Задание: Прибавьте 87 к каждой координате в ответах на участке записей от строки, содержащей «Practice. Find the dense», до конца записей включительно. Перепишите все строки этого участка вместе с запросами.

Фрагменты данных точечной разметки:
——————————
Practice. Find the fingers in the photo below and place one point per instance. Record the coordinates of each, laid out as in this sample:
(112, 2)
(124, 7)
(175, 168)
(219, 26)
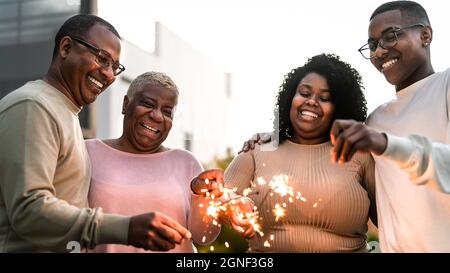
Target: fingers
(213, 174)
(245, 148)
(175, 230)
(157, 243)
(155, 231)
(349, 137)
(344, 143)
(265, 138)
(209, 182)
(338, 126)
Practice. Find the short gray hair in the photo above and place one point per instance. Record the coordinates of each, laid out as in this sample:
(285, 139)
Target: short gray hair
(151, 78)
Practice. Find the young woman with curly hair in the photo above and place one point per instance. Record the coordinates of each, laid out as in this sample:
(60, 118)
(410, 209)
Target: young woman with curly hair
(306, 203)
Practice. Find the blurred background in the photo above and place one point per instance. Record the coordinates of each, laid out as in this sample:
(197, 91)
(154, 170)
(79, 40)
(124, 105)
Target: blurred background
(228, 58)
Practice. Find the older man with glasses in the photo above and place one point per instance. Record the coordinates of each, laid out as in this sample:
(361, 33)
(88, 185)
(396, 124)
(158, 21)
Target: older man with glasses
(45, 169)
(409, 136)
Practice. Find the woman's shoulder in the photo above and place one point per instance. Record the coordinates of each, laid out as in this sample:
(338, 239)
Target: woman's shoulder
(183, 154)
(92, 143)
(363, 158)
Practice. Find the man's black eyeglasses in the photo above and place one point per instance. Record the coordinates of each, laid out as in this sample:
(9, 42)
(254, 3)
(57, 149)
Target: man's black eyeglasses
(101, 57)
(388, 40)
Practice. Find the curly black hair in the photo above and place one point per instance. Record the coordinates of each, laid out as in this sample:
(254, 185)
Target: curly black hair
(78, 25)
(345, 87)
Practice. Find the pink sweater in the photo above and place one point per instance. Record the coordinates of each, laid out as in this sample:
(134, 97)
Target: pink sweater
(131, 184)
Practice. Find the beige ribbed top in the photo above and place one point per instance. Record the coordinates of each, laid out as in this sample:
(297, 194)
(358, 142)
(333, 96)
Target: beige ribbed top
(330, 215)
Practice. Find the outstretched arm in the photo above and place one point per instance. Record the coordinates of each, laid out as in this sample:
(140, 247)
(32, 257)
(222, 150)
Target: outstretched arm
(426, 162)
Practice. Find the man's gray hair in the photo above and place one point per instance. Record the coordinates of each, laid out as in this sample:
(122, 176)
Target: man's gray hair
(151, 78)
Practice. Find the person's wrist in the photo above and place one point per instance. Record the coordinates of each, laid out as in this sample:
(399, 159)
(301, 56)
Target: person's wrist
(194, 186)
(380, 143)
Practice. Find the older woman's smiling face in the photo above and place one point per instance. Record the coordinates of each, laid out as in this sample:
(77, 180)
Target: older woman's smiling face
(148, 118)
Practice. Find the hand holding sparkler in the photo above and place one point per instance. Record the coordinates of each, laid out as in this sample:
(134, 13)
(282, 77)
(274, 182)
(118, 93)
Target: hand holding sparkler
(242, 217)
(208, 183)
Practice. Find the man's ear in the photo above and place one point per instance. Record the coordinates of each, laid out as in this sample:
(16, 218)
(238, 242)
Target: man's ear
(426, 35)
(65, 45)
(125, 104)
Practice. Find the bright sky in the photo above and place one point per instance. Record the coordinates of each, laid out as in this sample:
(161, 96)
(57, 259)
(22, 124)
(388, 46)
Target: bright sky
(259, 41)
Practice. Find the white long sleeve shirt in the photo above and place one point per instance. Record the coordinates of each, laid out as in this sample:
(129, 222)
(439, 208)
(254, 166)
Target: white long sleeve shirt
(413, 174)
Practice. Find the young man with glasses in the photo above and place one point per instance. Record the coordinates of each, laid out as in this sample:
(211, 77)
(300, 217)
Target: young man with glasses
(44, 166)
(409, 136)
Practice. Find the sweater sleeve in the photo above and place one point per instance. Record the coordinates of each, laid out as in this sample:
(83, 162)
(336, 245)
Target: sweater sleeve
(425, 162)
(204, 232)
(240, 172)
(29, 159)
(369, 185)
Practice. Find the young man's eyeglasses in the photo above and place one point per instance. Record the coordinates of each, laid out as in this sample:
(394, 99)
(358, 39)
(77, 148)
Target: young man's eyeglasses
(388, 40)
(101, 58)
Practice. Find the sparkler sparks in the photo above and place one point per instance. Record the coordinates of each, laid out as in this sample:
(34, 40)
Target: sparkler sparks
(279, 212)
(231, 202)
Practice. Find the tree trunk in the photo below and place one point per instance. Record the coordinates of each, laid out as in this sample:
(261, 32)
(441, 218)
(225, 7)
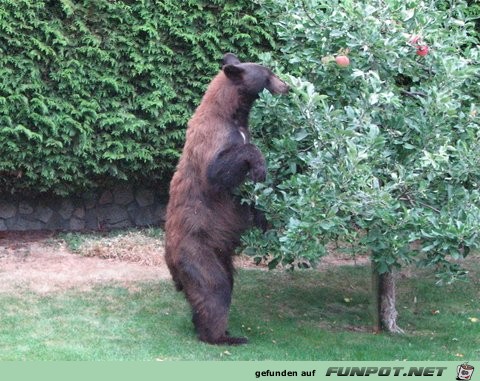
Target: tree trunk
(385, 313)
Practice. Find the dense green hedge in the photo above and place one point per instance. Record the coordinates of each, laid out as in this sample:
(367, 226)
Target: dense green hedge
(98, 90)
——————————
Ответ:
Practice. Find the dense green hedge in the photo above and place one point per instance. Record the coordinates of each, laid out as in this sample:
(367, 226)
Target: dense green hedge
(185, 177)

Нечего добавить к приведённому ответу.